▶ **MATERIAL SHOWN**:
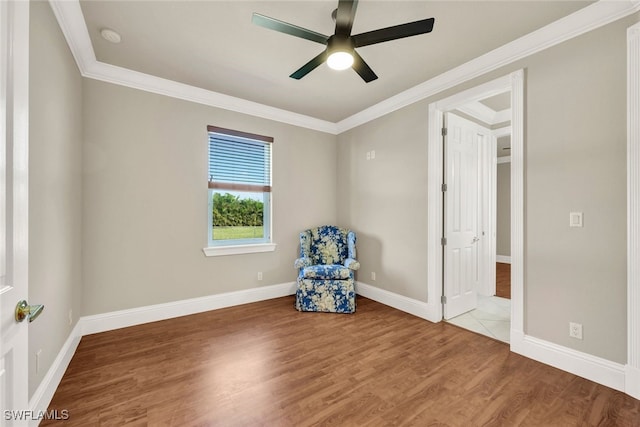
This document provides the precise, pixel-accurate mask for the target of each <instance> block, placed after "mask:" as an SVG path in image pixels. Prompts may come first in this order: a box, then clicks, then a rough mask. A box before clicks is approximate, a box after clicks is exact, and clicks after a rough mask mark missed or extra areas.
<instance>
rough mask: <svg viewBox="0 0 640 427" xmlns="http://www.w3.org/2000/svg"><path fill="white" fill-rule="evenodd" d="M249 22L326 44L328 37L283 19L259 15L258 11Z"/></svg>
mask: <svg viewBox="0 0 640 427" xmlns="http://www.w3.org/2000/svg"><path fill="white" fill-rule="evenodd" d="M251 22H253V23H254V24H256V25H259V26H261V27H264V28H268V29H270V30H275V31H279V32H281V33H285V34H289V35H291V36H295V37H300V38H301V39H305V40H311V41H312V42H316V43H320V44H324V45H326V44H327V41H328V40H329V37H327V36H325V35H324V34H320V33H316V32H315V31H311V30H307V29H306V28H302V27H298V26H297V25H293V24H289V23H287V22H284V21H279V20H277V19H274V18H269V17H268V16H264V15H260V14H259V13H255V12H254V14H253V16H252V17H251Z"/></svg>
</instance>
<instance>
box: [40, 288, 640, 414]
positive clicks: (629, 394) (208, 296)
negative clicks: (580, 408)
mask: <svg viewBox="0 0 640 427" xmlns="http://www.w3.org/2000/svg"><path fill="white" fill-rule="evenodd" d="M295 288H296V285H295V282H291V283H282V284H279V285H272V286H265V287H260V288H252V289H245V290H242V291H236V292H228V293H224V294H217V295H209V296H206V297H200V298H192V299H188V300H182V301H175V302H170V303H165V304H156V305H152V306H147V307H139V308H133V309H129V310H121V311H115V312H111V313H104V314H98V315H94V316H84V317H81V318H80V319H79V320H78V323H77V324H76V326H75V327H74V328H73V330H72V331H71V333H70V334H69V337H68V338H67V341H66V342H65V343H64V345H63V346H62V348H61V349H60V352H59V353H58V356H57V357H56V359H55V360H54V362H53V364H52V365H51V367H50V368H49V371H48V372H47V374H46V375H45V377H44V379H43V380H42V382H41V383H40V385H39V386H38V388H37V389H36V391H35V393H34V394H33V396H32V398H31V400H30V401H29V407H30V408H31V410H33V411H36V412H38V411H46V410H47V408H48V406H49V404H50V403H51V399H52V398H53V395H54V393H55V391H56V389H57V388H58V385H59V384H60V381H61V380H62V377H63V375H64V373H65V371H66V369H67V367H68V366H69V363H70V362H71V359H72V357H73V355H74V353H75V351H76V348H77V347H78V344H79V343H80V339H81V338H82V336H84V335H89V334H93V333H98V332H105V331H110V330H113V329H118V328H124V327H128V326H135V325H140V324H143V323H149V322H155V321H158V320H165V319H171V318H174V317H179V316H185V315H189V314H195V313H201V312H204V311H210V310H216V309H220V308H225V307H231V306H235V305H241V304H248V303H252V302H257V301H263V300H268V299H272V298H279V297H283V296H287V295H293V294H294V293H295ZM356 291H357V293H358V294H359V295H362V296H363V297H366V298H370V299H372V300H374V301H377V302H379V303H381V304H385V305H388V306H390V307H393V308H395V309H398V310H400V311H404V312H406V313H409V314H412V315H414V316H417V317H420V318H422V319H425V320H428V321H430V322H439V321H441V319H438V318H437V317H438V316H437V314H436V313H437V310H436V307H435V306H433V305H432V304H429V303H426V302H423V301H418V300H415V299H413V298H408V297H405V296H403V295H398V294H396V293H393V292H389V291H386V290H384V289H380V288H377V287H375V286H371V285H368V284H366V283H362V282H357V283H356ZM511 351H513V352H515V353H519V354H521V355H523V356H525V357H528V358H530V359H533V360H537V361H539V362H542V363H545V364H547V365H551V366H554V367H556V368H559V369H561V370H563V371H567V372H570V373H572V374H574V375H578V376H580V377H583V378H586V379H589V380H591V381H594V382H597V383H599V384H602V385H605V386H608V387H611V388H613V389H616V390H619V391H622V392H625V393H627V394H628V395H630V396H632V397H634V398H636V399H640V370H639V369H637V368H634V367H632V366H630V365H626V366H624V365H621V364H618V363H614V362H611V361H608V360H605V359H601V358H599V357H595V356H591V355H589V354H585V353H581V352H579V351H575V350H572V349H568V348H566V347H562V346H559V345H557V344H553V343H549V342H547V341H544V340H540V339H537V338H533V337H529V336H525V335H524V334H521V333H518V332H516V331H511ZM34 425H37V424H34Z"/></svg>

▶ **WHAT TO PRODUCE**:
From the records above, repeat exactly the lines from the one with "rough mask: <svg" through the one with "positive clicks: (629, 394) (208, 296)", both included.

▶ **RESPONSE FOR THIS EXERCISE**:
rough mask: <svg viewBox="0 0 640 427" xmlns="http://www.w3.org/2000/svg"><path fill="white" fill-rule="evenodd" d="M249 22L326 44L328 37L283 19L259 15L258 11Z"/></svg>
mask: <svg viewBox="0 0 640 427" xmlns="http://www.w3.org/2000/svg"><path fill="white" fill-rule="evenodd" d="M251 22H253V23H254V24H256V25H259V26H261V27H264V28H268V29H270V30H275V31H279V32H281V33H285V34H289V35H291V36H295V37H300V38H301V39H305V40H311V41H312V42H316V43H320V44H324V45H326V44H327V41H328V40H329V37H327V36H325V35H324V34H320V33H316V32H315V31H311V30H307V29H306V28H302V27H298V26H297V25H293V24H289V23H287V22H284V21H279V20H277V19H274V18H269V17H268V16H264V15H260V14H259V13H255V12H254V14H253V16H252V17H251Z"/></svg>
</instance>
<instance>
box: [40, 288, 640, 414]
positive clicks: (629, 394) (208, 296)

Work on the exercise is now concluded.